+++ EXTRAIT DU DOCUMENT

La BPCO due au tabac atteint près de 17 % des fumeurs, et 10 % des anciens fumeurs. On recherche des facteurs personnels (atopie) ou professionnels (exposition à des produits toxiques) qui peuvent avoir un retentissement sur l’appareil bronchopulmonaire.
On détermine la nature de la toux (sèche ou productive), le caractère insomniant (cas de l’insuffisance cardiaque) ou non, saisonnier (rhinite allergique), la toux matinale de la BPCO et post-prandiale du RGO. La description de l’expectoration est parfois utile : elle est perlée et muqueuse dans l’asthme, saumonée dans l’IC, et purulente dans les dilatations des bronches. Il est tout aussi important de connaître les traitements du patient. Entre 5 et 35 % des patients ayant un traitement par IEC ont une toux sèche au décours de ce traitement.
→ L’examen clinique est une étape clé pour déterminer la présence de sibilants dans les champs pulmonaires, de crépitants à la base des poumons (dans les IC).
Au niveau ORL, on recherche un jetage postérieur témoin d’un problème rhinopharyngé, une anomalie au niveau du conduit auditif externe, mais aussi des polypes au niveau de la trachée.
→ La radiographie pulmonaire permet de donner des informations concernant les étiologies responsables de cette symptomatologie (cf.encadré E1).
■ Si la radiographie est pulmonaire pathologique, plusieurs étiologies doivent être évoquées :
- Le cancer bronchique primitif est évoqué chez tout patient fumeur. Une hémoptysie est parfois associée à la toux.
- La tuberculose pulmonaire associe une altération de l’état général.
- La dilatation des bronches s'associe à des expectorations purulentes.
- Les pneumopathies interstitielles chroniques d’origine infectieuse, néoplasique ou systémique.
- L’insuffisance cardiaque gauche donne au niveau du cliché une cardiomégalie, et des signes de stase pulmonaire (les lignes de Kerley).
- Chez la personne âgée, penser aux pneumopathies de déglutition.
■ Quand la radiographie est normale, penser à :
- L’asthme qui associe des oppressions thoraciques, sibilants, et dyspnée. La confirmation diagnostique est apportée par la spirométrie (obstruction bronchique réversible sous β2 stimulants).
- Le syndrome de la toux chronique des voies aériennes supérieures secondaire à plusieurs causes : polypes naso-sinusiens, rhinite allergique, laryngite chronique, affection du conduit auditif externe, dysfonction des cordes vocales.

++++++
+++ EXTRAITS DE DONNÉES

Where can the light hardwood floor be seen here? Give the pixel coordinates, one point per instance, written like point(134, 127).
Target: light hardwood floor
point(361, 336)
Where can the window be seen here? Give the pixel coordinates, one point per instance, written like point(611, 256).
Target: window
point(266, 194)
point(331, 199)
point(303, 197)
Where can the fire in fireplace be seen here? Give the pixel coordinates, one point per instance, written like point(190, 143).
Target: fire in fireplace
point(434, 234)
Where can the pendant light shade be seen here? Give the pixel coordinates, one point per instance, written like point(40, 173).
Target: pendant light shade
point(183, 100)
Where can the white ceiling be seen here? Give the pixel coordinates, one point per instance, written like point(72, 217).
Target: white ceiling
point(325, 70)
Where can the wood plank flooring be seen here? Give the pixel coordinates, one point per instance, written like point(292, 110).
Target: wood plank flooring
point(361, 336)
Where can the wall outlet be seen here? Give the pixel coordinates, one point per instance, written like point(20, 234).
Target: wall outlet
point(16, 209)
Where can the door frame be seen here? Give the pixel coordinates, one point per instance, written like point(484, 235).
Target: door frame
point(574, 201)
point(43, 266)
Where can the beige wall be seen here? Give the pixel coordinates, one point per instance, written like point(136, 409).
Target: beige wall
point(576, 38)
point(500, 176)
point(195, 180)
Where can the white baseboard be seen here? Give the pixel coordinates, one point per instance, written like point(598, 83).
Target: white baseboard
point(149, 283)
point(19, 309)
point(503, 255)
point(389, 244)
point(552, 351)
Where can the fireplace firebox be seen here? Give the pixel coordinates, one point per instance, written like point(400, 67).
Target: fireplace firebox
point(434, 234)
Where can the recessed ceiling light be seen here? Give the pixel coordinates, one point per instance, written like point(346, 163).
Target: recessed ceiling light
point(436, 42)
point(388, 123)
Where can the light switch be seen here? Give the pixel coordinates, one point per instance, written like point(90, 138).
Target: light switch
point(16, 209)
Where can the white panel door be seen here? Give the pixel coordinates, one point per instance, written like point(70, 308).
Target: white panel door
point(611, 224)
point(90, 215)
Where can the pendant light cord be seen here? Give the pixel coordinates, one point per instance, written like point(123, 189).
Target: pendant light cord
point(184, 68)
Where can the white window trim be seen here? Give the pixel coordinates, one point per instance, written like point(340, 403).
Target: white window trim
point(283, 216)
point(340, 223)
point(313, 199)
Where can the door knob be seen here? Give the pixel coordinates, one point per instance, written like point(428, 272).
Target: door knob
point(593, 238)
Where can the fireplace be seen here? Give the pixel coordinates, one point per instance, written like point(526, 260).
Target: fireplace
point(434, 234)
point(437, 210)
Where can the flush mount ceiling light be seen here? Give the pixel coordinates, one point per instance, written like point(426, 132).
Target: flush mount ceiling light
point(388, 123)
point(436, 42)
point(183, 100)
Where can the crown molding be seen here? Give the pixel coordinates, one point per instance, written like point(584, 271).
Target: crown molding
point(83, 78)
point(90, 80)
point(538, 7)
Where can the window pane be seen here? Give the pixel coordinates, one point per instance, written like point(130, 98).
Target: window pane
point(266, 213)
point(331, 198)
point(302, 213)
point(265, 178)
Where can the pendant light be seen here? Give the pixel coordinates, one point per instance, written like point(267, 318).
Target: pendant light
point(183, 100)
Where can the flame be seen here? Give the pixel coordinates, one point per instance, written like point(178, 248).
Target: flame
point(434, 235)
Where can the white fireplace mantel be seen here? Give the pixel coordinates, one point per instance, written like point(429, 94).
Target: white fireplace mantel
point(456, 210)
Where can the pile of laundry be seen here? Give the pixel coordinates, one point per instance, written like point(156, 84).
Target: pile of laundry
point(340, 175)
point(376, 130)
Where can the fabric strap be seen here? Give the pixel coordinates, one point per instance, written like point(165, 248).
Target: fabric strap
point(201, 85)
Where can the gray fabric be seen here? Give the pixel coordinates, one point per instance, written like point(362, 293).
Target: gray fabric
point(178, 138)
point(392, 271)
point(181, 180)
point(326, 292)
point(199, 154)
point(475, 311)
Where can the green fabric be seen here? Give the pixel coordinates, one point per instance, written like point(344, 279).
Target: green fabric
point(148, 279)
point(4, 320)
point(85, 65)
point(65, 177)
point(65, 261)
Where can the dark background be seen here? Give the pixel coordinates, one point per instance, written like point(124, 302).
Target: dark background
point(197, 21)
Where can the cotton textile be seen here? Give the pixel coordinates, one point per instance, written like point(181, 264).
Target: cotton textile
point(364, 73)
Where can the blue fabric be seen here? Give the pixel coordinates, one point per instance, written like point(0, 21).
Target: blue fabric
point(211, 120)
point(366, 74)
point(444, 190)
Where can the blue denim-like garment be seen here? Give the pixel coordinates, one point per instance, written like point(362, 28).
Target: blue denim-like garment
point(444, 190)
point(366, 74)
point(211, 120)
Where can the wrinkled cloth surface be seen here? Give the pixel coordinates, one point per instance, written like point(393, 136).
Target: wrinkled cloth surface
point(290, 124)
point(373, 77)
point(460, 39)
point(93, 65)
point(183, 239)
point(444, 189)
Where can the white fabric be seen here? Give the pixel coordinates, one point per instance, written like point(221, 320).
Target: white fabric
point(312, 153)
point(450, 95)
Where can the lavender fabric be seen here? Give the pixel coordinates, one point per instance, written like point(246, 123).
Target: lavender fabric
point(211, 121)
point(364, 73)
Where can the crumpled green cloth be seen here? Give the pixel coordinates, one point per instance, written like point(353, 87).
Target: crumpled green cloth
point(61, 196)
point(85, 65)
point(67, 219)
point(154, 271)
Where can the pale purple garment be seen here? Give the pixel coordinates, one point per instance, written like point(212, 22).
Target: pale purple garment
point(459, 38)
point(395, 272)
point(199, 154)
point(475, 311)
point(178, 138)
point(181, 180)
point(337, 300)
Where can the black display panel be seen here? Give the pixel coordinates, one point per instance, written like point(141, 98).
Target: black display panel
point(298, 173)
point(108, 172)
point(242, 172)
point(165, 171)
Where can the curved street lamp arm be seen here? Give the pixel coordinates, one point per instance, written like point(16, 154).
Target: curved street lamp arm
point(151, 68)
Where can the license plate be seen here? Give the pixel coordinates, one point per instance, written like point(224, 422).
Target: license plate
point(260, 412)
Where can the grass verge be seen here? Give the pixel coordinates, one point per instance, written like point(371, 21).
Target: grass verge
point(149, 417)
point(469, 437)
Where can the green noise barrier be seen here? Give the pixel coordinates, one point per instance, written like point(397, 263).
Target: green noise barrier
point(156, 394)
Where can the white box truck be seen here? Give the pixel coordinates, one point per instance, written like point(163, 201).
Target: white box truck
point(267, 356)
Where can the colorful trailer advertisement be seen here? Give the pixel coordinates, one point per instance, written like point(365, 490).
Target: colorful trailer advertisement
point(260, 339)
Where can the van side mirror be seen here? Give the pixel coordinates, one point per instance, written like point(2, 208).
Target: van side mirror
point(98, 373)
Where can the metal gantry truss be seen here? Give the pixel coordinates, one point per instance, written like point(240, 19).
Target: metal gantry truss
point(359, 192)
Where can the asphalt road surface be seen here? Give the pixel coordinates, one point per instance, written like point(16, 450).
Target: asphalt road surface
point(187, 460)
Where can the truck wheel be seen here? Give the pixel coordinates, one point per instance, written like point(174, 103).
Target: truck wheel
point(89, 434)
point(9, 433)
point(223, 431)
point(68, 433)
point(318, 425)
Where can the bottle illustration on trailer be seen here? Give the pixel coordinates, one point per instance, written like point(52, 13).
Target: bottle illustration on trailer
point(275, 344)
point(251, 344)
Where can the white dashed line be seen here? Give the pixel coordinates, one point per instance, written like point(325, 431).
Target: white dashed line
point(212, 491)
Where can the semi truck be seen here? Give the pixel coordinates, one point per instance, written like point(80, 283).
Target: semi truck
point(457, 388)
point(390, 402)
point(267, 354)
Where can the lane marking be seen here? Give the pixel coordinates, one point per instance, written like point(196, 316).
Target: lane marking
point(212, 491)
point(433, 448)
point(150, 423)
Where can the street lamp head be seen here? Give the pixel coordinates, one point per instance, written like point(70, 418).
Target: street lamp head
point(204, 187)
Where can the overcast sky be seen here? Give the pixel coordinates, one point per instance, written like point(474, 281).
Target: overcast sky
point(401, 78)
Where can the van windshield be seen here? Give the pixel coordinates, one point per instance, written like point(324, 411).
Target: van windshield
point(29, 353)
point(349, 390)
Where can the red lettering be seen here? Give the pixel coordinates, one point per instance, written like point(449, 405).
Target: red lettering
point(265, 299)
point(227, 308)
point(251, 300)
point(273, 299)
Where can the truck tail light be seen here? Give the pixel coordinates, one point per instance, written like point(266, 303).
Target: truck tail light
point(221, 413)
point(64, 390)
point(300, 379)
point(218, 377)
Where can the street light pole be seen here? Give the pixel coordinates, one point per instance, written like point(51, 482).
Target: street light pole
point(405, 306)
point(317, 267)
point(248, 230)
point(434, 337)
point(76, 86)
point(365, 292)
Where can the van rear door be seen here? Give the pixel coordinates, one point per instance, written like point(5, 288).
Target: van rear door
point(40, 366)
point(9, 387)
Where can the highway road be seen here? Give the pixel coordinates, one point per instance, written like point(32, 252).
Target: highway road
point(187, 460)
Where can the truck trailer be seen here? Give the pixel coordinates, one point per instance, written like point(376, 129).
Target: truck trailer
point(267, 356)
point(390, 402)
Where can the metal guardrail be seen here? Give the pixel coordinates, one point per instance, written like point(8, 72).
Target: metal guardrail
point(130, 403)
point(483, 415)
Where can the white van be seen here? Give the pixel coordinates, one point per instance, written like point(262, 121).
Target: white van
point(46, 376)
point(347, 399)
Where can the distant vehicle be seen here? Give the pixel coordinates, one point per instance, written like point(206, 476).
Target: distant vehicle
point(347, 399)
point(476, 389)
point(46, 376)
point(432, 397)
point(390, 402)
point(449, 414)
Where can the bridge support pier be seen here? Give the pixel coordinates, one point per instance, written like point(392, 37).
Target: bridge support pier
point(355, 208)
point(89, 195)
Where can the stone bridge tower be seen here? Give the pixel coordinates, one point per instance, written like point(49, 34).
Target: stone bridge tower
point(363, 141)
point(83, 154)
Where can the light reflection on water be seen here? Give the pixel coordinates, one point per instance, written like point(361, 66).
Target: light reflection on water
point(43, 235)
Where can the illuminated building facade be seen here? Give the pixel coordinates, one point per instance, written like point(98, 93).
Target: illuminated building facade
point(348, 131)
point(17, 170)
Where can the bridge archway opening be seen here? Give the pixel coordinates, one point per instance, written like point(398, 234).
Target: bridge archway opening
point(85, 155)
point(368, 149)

++++++

• LISTE DES ACTIVITÉS:
A: Reformulez sous forme de liste le paragraphe de l'extrait sur la toux commençant par « On détermine la nature de la toux », en conservant ses faits principaux.
B: Recopiez sans modification le passage de l'extrait sur la toux allant de « - La dilatation » à « pneumopathies de déglutition. ».

• RÉPONSES PAR NUMÉRO:
A:
- Nature de la toux : sèche ou productive ; insomniante (insuffisance cardiaque) ou non ; saisonnière (rhinite allergique) ; matinale dans la BPCO, post-prandiale dans le RGO.
- Expectoration, parfois utile à décrire : perlée et muqueuse dans l'asthme, saumonée dans l'IC, purulente dans les dilatations des bronches.
- Traitements du patient à connaître : 5 à 35 % des patients traités par IEC présentent une toux sèche au décours de ce traitement.

B:
- La dilatation des bronches s'associe à des expectorations purulentes.
- Les pneumopathies interstitielles chroniques d’origine infectieuse, néoplasique ou systémique.
- L’insuffisance cardiaque gauche donne au niveau du cliché une cardiomégalie, et des signes de stase pulmonaire (les lignes de Kerley).
- Chez la personne âgée, penser aux pneumopathies de déglutition.